### Petunjuk Tugas
Sebutkan nilai utang yang tidak mampu dibayar Batavia Air kepada ILFC menurut kutipan dokumen tentang sengketa aset maskapai itu.

### Kutipan Dokumen
┄┄┄┄┄┄┄┄┄┄┄┄┄┄┄┄┄┄┄┄

Baca berita dengan sedikit iklan, klik di sini

Hukum

Aset Lenyap Kurator Meradang

Kurator dan bekas Direktur Utama Batavia Air saling gugat perihal aset maskapai penerbangan itu. Kurator menuduh aset-aset itu "digelapkan".

16 Juni 2014 | 00.00 WIB

Image of Tempo
Perbesar

Baca berita dengan sedikit iklan, klik di sini

SECARIK kertas putih menempel di daun pintu sebuah rumah berpagar oranye di Perumahan Bandara Mas, Blok P, Kota Tangerang. Isinya pemberitahuan bahwa PT Metro Batavia telah pailit sehingga bangunan tersebut disegel dan dilelang kurator, tidak bisa "diutak-atik" tanpa izin mereka.

Kawasan Blok P sebelumnya merupakan mes pegawai Batavia Air, maskapai penerbangan yang dikelola PT Metro Batavia. Setelah perusahaan pailit, kawasan seluas 744 meter persegi itu kini dalam status sengketa, yakni antara bekas petinggi perusahaan Batavia dan kurator.

Mantan Direktur Utama PT Metro Batavia Yudiawan Tansari mengklaim lahan itu milik pribadi sehingga tak bisa dilelang. Sebaliknya, pihak kurator menganggap aset tersebut milik PT Metro Batavia. "Lelang atas lahan ini dilakukan pada akhir April lalu," kata juru bicara tim kurator, Turman M. Panggabean, kepada Tempo, Rabu pekan lalu.

Perkara ini lantas "bergerak" ke meja hijau. Mei lalu, Yudiawan menggugat kurator ke Pengadilan Negeri Jakarta Pusat dan Pengadilan Negeri Tangerang. Gugatan ini menyusul gugatan yang dilakukan kurator terhadap Yudiawan berkaitan dengan lahan dan gudang di Bandara Mas-juga terletak di Tangerang-dan bekas kantor pusat Batavia Air, "Gedung Juanda", di Jalan Ir H Juanda, Jakarta Pusat.

Gugatan atas gudang dan Gedung Juanda itu kini bahkan sudah melaju ke tingkat Mahkamah Agung.

l l l

Harapan Batavia Air mereguk untung dari bisnis penerbangan bertumpu pada pesawat Airbus A330-302 yang mereka sewa. Pesawat itu direncanakan sebagai pengangkut jemaah haji. Tapi apa boleh buat, tiga kali mengikuti tender pengangkutan haji, tak pernah sekali pun maskapai tersebut menang.

Padahal perusahaan sudah berutang besar menyewa Airbus dari International Lease Finance Corporate (ILFC), perusahaan penyewaan pesawat tersebut. Ujungnya, Batavia tak mampu membayar utang senilai US$ 4,69 juta atau sekitar Rp 45,2 miliar, yang jatuh tempo pada 13 Desember 2012. Utang sebesar itu akumulasi biaya sewa plus bunga keterlambatan pembayaran. Batavia pun "terjun bebas", bangkrut.

┄┄┄┄┄┄┄┄┄┄┄┄┄┄┄┄┄┄┄┄

### Data Tersimpan
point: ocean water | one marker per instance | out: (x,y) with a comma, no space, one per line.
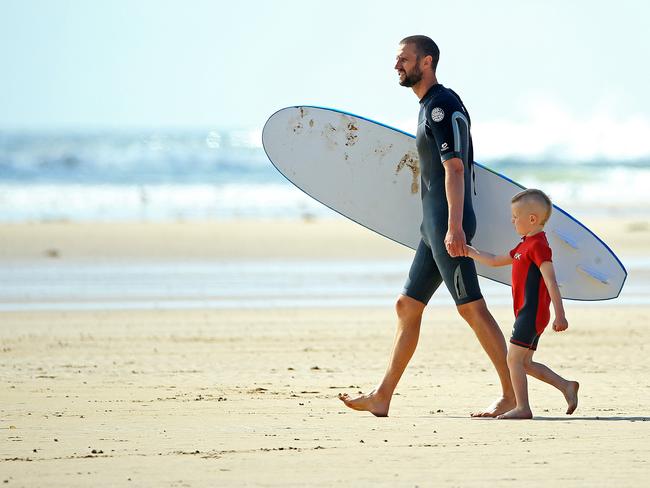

┄┄┄┄┄┄┄┄┄┄┄┄┄┄┄┄┄┄┄┄

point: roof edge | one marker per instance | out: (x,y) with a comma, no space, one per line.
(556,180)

┄┄┄┄┄┄┄┄┄┄┄┄┄┄┄┄┄┄┄┄

### Jawaban Latihan
US$ 4,69 juta, atau sekitar Rp 45,2 miliar.